Items from a dataset
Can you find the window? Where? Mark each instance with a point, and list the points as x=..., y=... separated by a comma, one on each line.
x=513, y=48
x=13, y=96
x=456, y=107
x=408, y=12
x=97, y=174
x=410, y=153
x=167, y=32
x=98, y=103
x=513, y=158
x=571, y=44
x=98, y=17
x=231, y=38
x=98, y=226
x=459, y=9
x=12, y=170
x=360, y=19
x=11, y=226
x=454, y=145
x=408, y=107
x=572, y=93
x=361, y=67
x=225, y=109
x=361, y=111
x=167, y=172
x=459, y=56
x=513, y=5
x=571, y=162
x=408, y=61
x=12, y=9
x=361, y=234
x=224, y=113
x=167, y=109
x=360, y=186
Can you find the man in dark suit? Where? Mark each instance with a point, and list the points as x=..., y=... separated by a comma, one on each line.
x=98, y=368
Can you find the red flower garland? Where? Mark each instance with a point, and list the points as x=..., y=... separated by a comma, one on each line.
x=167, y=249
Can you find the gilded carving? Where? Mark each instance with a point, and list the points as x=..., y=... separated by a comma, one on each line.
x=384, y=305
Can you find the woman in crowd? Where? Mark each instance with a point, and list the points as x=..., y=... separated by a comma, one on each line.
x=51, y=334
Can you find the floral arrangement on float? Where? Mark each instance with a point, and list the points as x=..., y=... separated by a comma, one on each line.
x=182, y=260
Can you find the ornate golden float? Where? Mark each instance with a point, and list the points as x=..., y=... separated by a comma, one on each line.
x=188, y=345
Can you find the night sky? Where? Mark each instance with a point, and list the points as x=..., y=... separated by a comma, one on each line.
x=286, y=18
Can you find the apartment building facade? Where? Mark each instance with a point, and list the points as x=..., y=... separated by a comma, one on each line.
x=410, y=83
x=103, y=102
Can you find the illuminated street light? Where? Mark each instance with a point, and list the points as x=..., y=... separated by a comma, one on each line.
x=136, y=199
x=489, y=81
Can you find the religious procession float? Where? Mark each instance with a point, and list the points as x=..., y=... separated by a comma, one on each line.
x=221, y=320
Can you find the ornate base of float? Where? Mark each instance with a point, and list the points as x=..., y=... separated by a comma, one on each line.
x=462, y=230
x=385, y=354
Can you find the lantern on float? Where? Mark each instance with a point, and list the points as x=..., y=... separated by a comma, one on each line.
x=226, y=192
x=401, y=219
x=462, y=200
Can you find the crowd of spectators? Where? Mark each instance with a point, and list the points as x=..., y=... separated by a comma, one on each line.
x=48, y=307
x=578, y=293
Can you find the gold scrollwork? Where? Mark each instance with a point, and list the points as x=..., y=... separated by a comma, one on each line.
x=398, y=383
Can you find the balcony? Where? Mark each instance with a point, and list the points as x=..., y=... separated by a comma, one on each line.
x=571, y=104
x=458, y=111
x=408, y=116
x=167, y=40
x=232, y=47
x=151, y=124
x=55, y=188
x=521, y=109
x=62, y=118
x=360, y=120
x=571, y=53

==

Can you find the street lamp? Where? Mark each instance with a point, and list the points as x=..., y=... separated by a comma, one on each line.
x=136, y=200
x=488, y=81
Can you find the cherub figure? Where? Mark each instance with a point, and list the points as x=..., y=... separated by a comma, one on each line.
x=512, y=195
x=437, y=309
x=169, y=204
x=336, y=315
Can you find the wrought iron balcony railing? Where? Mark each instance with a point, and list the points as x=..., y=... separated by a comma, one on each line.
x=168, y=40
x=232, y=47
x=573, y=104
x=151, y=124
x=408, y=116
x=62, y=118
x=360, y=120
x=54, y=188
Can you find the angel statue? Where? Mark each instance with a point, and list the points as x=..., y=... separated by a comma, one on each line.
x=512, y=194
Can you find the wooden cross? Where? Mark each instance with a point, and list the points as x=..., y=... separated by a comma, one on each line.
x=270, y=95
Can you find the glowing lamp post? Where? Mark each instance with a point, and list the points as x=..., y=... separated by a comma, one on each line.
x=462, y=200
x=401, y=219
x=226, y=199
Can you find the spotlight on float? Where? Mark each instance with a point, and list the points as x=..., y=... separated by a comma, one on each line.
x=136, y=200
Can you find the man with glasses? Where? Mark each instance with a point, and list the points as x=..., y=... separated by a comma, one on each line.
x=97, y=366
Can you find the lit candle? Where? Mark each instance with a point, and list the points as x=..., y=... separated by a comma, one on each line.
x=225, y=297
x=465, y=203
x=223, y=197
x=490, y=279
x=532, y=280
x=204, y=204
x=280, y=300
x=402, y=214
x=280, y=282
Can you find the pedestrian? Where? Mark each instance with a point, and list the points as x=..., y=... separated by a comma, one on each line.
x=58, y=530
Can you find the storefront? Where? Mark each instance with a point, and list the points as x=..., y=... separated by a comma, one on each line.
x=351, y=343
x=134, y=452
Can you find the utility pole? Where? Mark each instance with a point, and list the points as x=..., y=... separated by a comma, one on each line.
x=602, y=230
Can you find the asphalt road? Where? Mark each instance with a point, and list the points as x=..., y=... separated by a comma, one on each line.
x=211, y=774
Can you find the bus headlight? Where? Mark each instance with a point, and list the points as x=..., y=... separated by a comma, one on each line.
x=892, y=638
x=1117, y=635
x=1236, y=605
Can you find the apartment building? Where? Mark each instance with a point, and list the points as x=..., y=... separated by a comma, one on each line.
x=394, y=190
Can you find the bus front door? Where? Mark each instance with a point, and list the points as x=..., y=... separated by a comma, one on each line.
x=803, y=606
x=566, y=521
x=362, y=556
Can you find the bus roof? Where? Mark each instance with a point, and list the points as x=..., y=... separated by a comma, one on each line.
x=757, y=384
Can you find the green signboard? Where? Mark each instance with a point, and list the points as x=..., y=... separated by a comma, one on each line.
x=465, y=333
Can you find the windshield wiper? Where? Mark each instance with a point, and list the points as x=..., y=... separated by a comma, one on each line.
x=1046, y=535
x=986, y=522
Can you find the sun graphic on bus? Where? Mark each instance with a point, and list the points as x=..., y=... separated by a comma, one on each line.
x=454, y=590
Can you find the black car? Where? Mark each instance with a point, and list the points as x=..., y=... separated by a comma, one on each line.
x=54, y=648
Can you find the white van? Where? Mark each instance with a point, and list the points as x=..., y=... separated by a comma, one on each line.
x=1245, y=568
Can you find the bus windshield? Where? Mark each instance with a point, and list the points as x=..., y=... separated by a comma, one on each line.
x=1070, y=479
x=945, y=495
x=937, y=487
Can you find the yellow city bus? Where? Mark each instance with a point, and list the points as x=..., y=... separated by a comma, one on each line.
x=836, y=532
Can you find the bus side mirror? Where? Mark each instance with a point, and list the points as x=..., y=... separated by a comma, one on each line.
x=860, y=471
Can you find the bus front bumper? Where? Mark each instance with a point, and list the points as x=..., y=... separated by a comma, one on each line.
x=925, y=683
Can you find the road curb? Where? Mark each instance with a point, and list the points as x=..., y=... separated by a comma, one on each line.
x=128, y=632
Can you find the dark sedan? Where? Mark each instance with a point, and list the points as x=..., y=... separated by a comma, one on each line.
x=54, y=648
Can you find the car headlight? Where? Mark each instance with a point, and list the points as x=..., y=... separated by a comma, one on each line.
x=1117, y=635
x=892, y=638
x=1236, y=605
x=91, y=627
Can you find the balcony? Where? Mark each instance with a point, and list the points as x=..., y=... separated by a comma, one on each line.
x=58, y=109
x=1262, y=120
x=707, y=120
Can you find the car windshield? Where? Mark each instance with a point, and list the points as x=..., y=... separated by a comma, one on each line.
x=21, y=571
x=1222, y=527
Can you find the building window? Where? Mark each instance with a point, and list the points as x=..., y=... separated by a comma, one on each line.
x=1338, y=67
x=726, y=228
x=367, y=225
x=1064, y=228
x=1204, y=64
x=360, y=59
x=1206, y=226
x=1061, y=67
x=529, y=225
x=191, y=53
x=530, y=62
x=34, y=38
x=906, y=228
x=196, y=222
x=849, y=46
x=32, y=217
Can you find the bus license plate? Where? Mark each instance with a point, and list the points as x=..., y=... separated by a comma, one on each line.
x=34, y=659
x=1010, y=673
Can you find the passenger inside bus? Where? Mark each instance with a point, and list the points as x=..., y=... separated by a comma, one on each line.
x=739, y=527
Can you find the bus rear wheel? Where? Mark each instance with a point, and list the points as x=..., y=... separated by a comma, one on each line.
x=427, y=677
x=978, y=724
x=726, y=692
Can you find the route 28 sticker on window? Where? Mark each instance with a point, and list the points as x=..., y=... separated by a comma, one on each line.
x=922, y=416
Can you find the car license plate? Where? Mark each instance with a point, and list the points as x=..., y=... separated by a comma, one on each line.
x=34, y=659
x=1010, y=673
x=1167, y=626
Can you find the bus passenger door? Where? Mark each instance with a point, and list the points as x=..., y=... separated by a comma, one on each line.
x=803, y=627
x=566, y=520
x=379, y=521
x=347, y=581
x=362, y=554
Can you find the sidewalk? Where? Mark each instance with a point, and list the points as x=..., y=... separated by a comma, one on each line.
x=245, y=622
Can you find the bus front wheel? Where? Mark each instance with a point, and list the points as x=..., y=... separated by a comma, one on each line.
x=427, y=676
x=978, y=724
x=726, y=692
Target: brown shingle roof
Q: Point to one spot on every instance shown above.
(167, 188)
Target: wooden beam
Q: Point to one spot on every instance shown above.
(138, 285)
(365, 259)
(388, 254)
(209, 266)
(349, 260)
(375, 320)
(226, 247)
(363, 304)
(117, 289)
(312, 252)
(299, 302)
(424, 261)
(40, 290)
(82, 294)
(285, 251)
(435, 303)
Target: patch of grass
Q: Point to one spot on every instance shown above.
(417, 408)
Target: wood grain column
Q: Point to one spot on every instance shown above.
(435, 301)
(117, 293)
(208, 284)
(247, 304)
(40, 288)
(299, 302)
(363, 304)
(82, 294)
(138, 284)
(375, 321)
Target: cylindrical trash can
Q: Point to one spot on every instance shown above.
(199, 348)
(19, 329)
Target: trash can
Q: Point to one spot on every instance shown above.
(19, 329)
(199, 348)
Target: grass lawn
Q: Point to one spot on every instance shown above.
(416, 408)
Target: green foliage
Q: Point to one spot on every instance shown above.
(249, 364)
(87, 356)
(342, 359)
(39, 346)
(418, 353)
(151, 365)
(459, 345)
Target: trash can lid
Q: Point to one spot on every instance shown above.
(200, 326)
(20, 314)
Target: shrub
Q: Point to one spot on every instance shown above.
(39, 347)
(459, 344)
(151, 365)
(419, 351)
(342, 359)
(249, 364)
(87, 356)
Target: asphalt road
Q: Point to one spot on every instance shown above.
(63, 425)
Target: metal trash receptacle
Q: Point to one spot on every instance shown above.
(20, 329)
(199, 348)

● **EXERCISE DETAILS**
The answer must consist of every line from the data that contains the word "trash".

● **RESULT**
Target: cylindrical trash can
Target: trash can
Target: trash can lid
Target: metal trash receptacle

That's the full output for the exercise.